INPUT MATERIAL.
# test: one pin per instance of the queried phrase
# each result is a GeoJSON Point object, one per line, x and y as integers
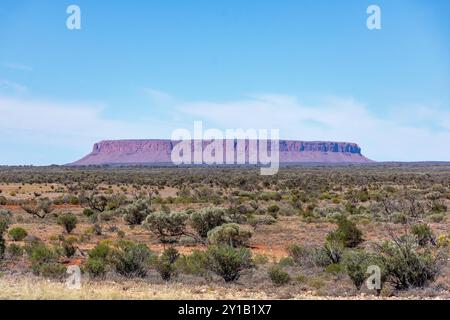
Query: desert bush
{"type": "Point", "coordinates": [278, 276]}
{"type": "Point", "coordinates": [4, 224]}
{"type": "Point", "coordinates": [167, 226]}
{"type": "Point", "coordinates": [356, 263]}
{"type": "Point", "coordinates": [88, 212]}
{"type": "Point", "coordinates": [347, 233]}
{"type": "Point", "coordinates": [228, 262]}
{"type": "Point", "coordinates": [131, 259]}
{"type": "Point", "coordinates": [98, 259]}
{"type": "Point", "coordinates": [330, 253]}
{"type": "Point", "coordinates": [258, 220]}
{"type": "Point", "coordinates": [38, 208]}
{"type": "Point", "coordinates": [44, 261]}
{"type": "Point", "coordinates": [136, 212]}
{"type": "Point", "coordinates": [171, 254]}
{"type": "Point", "coordinates": [436, 217]}
{"type": "Point", "coordinates": [14, 250]}
{"type": "Point", "coordinates": [165, 264]}
{"type": "Point", "coordinates": [68, 221]}
{"type": "Point", "coordinates": [68, 248]}
{"type": "Point", "coordinates": [207, 219]}
{"type": "Point", "coordinates": [301, 255]}
{"type": "Point", "coordinates": [18, 233]}
{"type": "Point", "coordinates": [273, 210]}
{"type": "Point", "coordinates": [194, 263]}
{"type": "Point", "coordinates": [229, 234]}
{"type": "Point", "coordinates": [423, 233]}
{"type": "Point", "coordinates": [409, 266]}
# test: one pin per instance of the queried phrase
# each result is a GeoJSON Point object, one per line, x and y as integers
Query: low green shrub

PROBLEM REQUIREMENTS. Quote the preceding listing precisely and completely, omitting its images.

TASK ANSWER.
# test: one pin per instance of the queried phrase
# each result is a GeoJSON Point object, one per line, x and y as integers
Query: desert bush
{"type": "Point", "coordinates": [278, 276]}
{"type": "Point", "coordinates": [4, 224]}
{"type": "Point", "coordinates": [167, 226]}
{"type": "Point", "coordinates": [356, 263]}
{"type": "Point", "coordinates": [88, 212]}
{"type": "Point", "coordinates": [347, 233]}
{"type": "Point", "coordinates": [228, 262]}
{"type": "Point", "coordinates": [131, 259]}
{"type": "Point", "coordinates": [98, 259]}
{"type": "Point", "coordinates": [330, 253]}
{"type": "Point", "coordinates": [258, 220]}
{"type": "Point", "coordinates": [38, 208]}
{"type": "Point", "coordinates": [44, 261]}
{"type": "Point", "coordinates": [136, 212]}
{"type": "Point", "coordinates": [171, 254]}
{"type": "Point", "coordinates": [436, 217]}
{"type": "Point", "coordinates": [14, 250]}
{"type": "Point", "coordinates": [165, 264]}
{"type": "Point", "coordinates": [68, 221]}
{"type": "Point", "coordinates": [68, 248]}
{"type": "Point", "coordinates": [207, 219]}
{"type": "Point", "coordinates": [301, 255]}
{"type": "Point", "coordinates": [18, 233]}
{"type": "Point", "coordinates": [273, 210]}
{"type": "Point", "coordinates": [194, 263]}
{"type": "Point", "coordinates": [229, 234]}
{"type": "Point", "coordinates": [423, 233]}
{"type": "Point", "coordinates": [409, 266]}
# test: one pin per instance of the queried phrase
# each result is a GeoJSON Point object, one per line, x and y as integers
Query: low green shrub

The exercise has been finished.